Excerpt provided ::
━━━━━━━━━━

RE: Detection problem: Parsing scientific source codes for geoscientists

2015-04-22 Thread Ken Krugler

 From: Oh, Ji-Hyun (329F-Affiliate)
 Sent: April 22, 2015 12:36:28pm PDT
 To: dev@tika.apache.org
 Subject: RE: Detection problem: Parsing scientific source codes for 
 geoscientists
 
 Hi Ken,
 Thank you very much for your comment. 
 Could you inform me what kind of previous project are you looking into? 

It's the Krugle code search product.

Being sold as enterprise software, but they might be willing to open source the 
parsing code.

-- Ken


 
 From: Ken Krugler [kkrugler_li...@transpac.com]
 Sent: Wednesday, April 22, 2015 7:38 AM
 To: dev@tika.apache.org
 Subject: RE: Detection problem: Parsing scientific source codes for 
 geoscientists
 
 I'm looking into whether detection  parsing code from a previous project 
 could be open-sourced.
 
 If that happened, we'd get support for many, many languages - though not 
 GrADS or NCAR.
 
 But the infrastructure would be there to easily add support for any missing 
 languages.
 
 -- Ken
 
 From: Oh, Ji-Hyun (329F-Affiliate)
 Sent: April 21, 2015 10:54:16am PDT
 To: dev@tika.apache.org
 Subject: Detection problem: Parsing scientific source codes for geoscientists
 
 Hi Tika friends,
 
 I am currently engaged in a project funded by National Science Foundation. 
 Our goal is to develop a research-friendly environment where geoscientists, 
 like me, can easily find source codes they need. According to a survey, 
 scientists spend a considerable amount of their time in processing data 
 instead of doing actual science. Based on my experience as a climate 
 scientist, there exist most frequently/typically used analysis tools in 
 atmospheric science. Therefore, it could be helpful if these tools can be 
 easily shared among scientists. The thing is that the tools are written in 
 various scientific languages, so we are trying to provide the metadata of 
 source codes stored in public repositories to help scientists select source 
 code for their own usages.
 
 For the first step, I listed up the file formats that widely used in climate 
 science.
 
 FORTRAN (.f, .f90, f77)
 Python (.py)
 R (.R)
 Matlab (.m)
 GrADS (Grid Analysis and Display System)
 (.gs)
 NCL (NCAR Command Language) (.ncl)
 IDL (Interactive Data Language) (.pro)

━━━━━━━━━━

Source excerpt ::
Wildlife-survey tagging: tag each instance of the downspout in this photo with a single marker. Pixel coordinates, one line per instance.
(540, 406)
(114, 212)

━━━━━━━━━━

Stated exercise 1 ::
In the thread, which product is the previous project that Ken is looking into?
Stated exercise 2 ::
Do these statements agree with the thread? Answer yes or no for each, and quote the words that decide it. (a) The project mentioned in the thread is funded by the National Science Foundation. (b) Open-sourcing the parsing code would add support for GrADS. (c) The Krugle product is sold as enterprise software.
Stated exercise 3 ::
Output the part of the thread from "2015-04-22 Thread Ken" up to and including "code search product.".

Final answer 1 ::
It is the Krugle code search product.

Final answer 2 ::
(a) Yes: "I am currently engaged in a project funded by National Science Foundation."
(b) No: "though not GrADS or NCAR."
(c) Yes: "Being sold as enterprise software"

Final answer 3 ::
2015-04-22 Thread Ken Krugler

 From: Oh, Ji-Hyun (329F-Affiliate)
 Sent: April 22, 2015 12:36:28pm PDT
 To: dev@tika.apache.org
 Subject: RE: Detection problem: Parsing scientific source codes for 
 geoscientists
 
 Hi Ken,
 Thank you very much for your comment. 
 Could you inform me what kind of previous project are you looking into? 

It's the Krugle code search product.